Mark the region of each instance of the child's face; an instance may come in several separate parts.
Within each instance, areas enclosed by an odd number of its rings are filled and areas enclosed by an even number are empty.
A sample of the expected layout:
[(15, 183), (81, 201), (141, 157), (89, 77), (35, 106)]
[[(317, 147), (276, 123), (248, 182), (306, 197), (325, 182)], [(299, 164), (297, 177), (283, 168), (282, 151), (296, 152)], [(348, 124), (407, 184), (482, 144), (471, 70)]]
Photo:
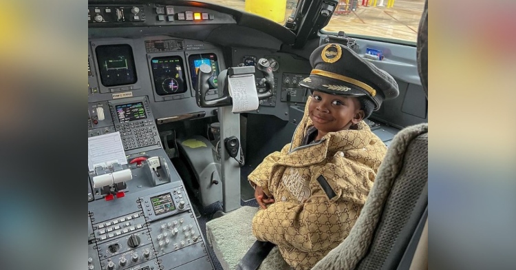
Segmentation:
[(360, 122), (364, 112), (360, 101), (354, 96), (343, 96), (314, 91), (308, 112), (319, 133), (326, 134), (350, 128)]

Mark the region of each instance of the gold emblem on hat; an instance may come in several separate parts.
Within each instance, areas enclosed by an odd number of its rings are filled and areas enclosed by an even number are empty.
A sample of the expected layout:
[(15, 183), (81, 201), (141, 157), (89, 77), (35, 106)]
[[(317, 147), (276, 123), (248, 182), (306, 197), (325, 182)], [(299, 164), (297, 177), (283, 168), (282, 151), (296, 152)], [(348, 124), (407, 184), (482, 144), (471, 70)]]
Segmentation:
[(323, 49), (321, 56), (326, 63), (335, 63), (342, 56), (342, 48), (338, 44), (328, 44)]
[(351, 90), (351, 88), (348, 87), (347, 86), (343, 86), (343, 85), (323, 85), (325, 87), (330, 90), (335, 90), (335, 91), (350, 91)]

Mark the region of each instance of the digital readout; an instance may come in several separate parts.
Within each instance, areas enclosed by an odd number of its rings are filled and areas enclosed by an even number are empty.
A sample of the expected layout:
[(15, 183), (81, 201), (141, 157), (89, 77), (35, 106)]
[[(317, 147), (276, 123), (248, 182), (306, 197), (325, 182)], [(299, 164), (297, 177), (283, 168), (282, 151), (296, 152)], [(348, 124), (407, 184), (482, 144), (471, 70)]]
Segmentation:
[(175, 210), (174, 202), (172, 200), (172, 195), (170, 193), (152, 197), (151, 198), (151, 202), (152, 202), (152, 207), (154, 209), (154, 214), (156, 216)]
====
_TASK TO CARRY OUT_
Rewrite all of the lines above with every "Segmentation" changed to "Outline" and nothing else altered, leaving out the pictures.

_EXERCISE OUTPUT_
Mark the region of each instance of the child's face; an instance may come in several separate parts.
Within each instance, areas enclosed by an odd number of its rings are filled and areas enclosed by an even number are empty.
A sample of the expected layout:
[(15, 183), (81, 201), (141, 157), (89, 77), (35, 106)]
[[(317, 147), (276, 123), (248, 182), (306, 197), (325, 182)], [(299, 164), (297, 177), (283, 168), (282, 151), (296, 152)], [(348, 124), (407, 184), (482, 144), (471, 70)]]
Photo:
Outline:
[(360, 122), (364, 112), (360, 101), (354, 96), (343, 96), (314, 91), (308, 112), (319, 133), (326, 134), (350, 128)]

Mark the region of each instance of the gold emblem on hat; an instance may come in several separate parts.
Within each instance, areas enclosed by an odd number of its rings are filled and areas enclosed by an even number are empty.
A sample of the expected layout:
[(15, 183), (81, 201), (141, 157), (89, 77), (35, 106)]
[[(317, 147), (276, 123), (248, 182), (306, 197), (325, 182)], [(299, 164), (297, 177), (283, 168), (282, 151), (296, 152)], [(348, 124), (407, 184), (482, 144), (471, 70)]]
Outline:
[(323, 49), (321, 56), (326, 63), (335, 63), (342, 56), (342, 48), (338, 44), (328, 44)]
[(351, 90), (351, 88), (348, 87), (347, 86), (343, 86), (343, 85), (323, 85), (325, 87), (330, 90), (335, 90), (335, 91), (350, 91)]

Mark the region of each instance of the digital readout; an instance may come in several separate parts.
Within each instance, areas enclosed by an odd number of its rings are filled and areas enclosed by an even number are empty.
A sample of the expected layout:
[(15, 183), (81, 201), (141, 157), (89, 77), (35, 106)]
[[(317, 147), (276, 123), (248, 182), (306, 197), (325, 182)], [(299, 164), (297, 177), (283, 168), (282, 151), (296, 152)], [(348, 124), (407, 184), (482, 144), (471, 70)]]
Outline:
[(175, 210), (174, 202), (172, 200), (172, 195), (170, 193), (152, 197), (151, 198), (151, 202), (152, 202), (152, 207), (154, 209), (154, 214), (156, 216)]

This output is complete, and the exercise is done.